SHORT TASK:
Make an exact copy of the entries below.

RECORDS:
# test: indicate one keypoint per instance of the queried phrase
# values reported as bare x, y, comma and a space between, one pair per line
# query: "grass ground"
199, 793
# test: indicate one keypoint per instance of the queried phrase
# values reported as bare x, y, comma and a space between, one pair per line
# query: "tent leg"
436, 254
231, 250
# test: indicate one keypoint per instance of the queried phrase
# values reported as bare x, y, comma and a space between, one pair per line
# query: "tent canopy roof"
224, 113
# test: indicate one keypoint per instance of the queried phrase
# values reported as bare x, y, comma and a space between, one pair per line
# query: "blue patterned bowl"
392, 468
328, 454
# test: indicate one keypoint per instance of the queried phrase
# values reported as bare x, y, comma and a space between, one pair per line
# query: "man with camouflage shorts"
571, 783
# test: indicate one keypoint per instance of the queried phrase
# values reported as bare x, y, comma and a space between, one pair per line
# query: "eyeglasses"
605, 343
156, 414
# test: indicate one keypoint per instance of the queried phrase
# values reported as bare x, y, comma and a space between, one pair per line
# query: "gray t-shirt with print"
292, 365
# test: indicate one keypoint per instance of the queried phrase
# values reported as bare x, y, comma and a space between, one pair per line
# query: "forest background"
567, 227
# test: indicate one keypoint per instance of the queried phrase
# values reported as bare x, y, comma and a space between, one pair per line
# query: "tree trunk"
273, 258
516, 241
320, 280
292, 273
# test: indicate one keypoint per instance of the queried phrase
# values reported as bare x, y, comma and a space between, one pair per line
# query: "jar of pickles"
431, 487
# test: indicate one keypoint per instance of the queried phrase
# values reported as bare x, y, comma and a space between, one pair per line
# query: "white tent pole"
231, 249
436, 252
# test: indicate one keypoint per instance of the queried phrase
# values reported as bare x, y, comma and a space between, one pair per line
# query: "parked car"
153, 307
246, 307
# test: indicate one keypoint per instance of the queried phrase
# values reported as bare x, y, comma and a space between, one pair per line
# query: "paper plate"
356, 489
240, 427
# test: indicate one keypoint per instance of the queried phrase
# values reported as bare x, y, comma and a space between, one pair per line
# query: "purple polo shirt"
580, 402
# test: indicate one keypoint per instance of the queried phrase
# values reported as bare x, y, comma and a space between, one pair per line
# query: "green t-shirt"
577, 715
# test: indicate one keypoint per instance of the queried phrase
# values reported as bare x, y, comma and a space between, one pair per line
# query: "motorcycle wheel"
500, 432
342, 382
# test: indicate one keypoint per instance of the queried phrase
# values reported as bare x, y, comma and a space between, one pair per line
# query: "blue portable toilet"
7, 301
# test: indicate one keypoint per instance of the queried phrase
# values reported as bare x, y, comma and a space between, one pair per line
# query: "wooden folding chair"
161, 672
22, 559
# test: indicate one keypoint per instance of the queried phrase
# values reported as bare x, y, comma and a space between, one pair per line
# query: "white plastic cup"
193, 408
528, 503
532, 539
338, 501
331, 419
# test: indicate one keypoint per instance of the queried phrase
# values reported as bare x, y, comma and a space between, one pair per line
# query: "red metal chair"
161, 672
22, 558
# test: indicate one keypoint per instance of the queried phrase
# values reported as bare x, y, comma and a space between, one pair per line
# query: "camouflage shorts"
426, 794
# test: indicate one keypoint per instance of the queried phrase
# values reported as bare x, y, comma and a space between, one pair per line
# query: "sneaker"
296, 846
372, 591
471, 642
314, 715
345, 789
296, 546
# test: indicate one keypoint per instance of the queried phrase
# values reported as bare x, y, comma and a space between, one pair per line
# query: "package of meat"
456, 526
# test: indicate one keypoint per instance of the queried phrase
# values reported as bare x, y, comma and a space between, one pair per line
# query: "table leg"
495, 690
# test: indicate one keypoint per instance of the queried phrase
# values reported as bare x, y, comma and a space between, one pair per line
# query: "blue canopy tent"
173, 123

RESULT OF THE TASK:
# test: indicate one keypoint per instance of the queried phrase
# values reported as bare x, y, comma and a space between, one pair per line
# query: "grass ground"
199, 793
# test: indicate one keypoint per instance of the queried phrase
# values reported as bare x, y, comma and a space between, one pair per line
# query: "tent leg"
436, 254
231, 250
# test: indicate one keypoint per instance of the queried phrase
# values reported as bare x, y, comma and a space between, one pair per line
# query: "tent canopy roof"
224, 113
# test: indicate one keypoint per instance of the queried phrase
# values reported as bare x, y, comma and a space between, one pair per line
# query: "blue patterned bowl"
392, 468
328, 454
# test: indicate one keypoint per instance of the queried phrase
# values reported as bare x, y, comma and a space between, one pair per line
# query: "man with camouflage shorts"
571, 783
# test: indicate one keypoint per instance of the queried phrase
# values reported as bare x, y, comma and a space between, one pair per line
# query: "eyeglasses"
605, 343
156, 414
# test: indicate one keypoint per instance of the queried phrase
# values reported as bare x, y, comma and a space between, one pair per line
# query: "gray t-shirt with print"
292, 365
# test: indicate one keypoint per instance of the queried phrase
# values reported as bare x, y, comma and a space between, one pair per line
# query: "forest background"
567, 227
# test: indicate one keypoint per instance of the queried phrase
# values reported as bare x, y, comma and a space between, one pair per line
# query: "tree trunk"
273, 258
516, 241
320, 280
292, 273
# test: indicate one keypoint per instance of the queried phrase
# values reported as bare x, y, comma and a space between, one pair per line
# query: "jar of pickles"
431, 487
# test: indicate one keypoint per instance of the queried phrase
# values reported as bare x, y, comma and a space between, one pair per line
# query: "white tent pole"
231, 249
436, 252
# test: indicate one keypoint per instance of the queried phrase
# values reported as bare x, y, comma and a space between, one pair per line
# query: "parked car"
153, 307
246, 307
# test: indicate one keypoint per instance of the queried phrase
# values reported as bare x, y, comma and a space between, one pair per line
# query: "paper plate"
356, 489
240, 427
# test: indicate one keypoint per instance of the queried phrase
# values reported as bare x, y, comma and a space between, one pair per line
# query: "purple polo shirt"
580, 402
# test: indicate one keypoint per instance of the queried phrase
# values reported as bare x, y, comma and a space between, one pair per line
# query: "green t-shirt"
577, 715
# test: indicate one keypoint per instance of the queried phrase
# values reported as bare x, y, comma and a space between, one pair per line
# query: "motorcycle wheel"
500, 432
342, 382
# test: indicate one keypoint per instance of the queried phrase
# values reported as bare x, y, comma and a space between, one pair per line
# query: "blue portable toilet"
7, 301
# test: indicate one keypoint per instance of the queried phrase
# values reported as bare x, y, comma and a space between, one pair per line
# query: "wooden folding chair"
161, 672
22, 559
# test: indicate one keypoint per instance of the queried phrase
# values reported as bare x, y, comma and a space between, one pair per line
# query: "white plastic cup"
193, 408
528, 503
532, 539
338, 501
331, 419
# test: indicate one keypoint per instance of the queried phrase
# values reported as bare x, y, comma and a space between, one pair per line
# query: "red metal chair"
161, 672
22, 558
# test: indicate one keypoint per instance of the queried phrase
# values reported as bare x, y, comma and a space between, one pair per line
# query: "camouflage shorts"
426, 794
# test: indicate one keypoint per instance of the queried phrase
# values reported as bare x, y, comma and a space between, one pair per line
# query: "sneaker"
296, 846
372, 591
471, 642
314, 715
345, 789
296, 546
# test: indicate one keypoint per instance of the queried phrase
# values reported as bare x, y, comma and a space between, one pair per line
# query: "package of meat"
456, 526
# test: indicate one keypoint per instance of the queried phrase
# values reported as bare x, y, comma and a space between, one pair per line
# query: "table leg"
495, 690
# test: indicate one keypoint per instance of the queried phrase
# values reported as bare x, y, comma and a space between, one pair per line
# query: "blue canopy tent"
173, 123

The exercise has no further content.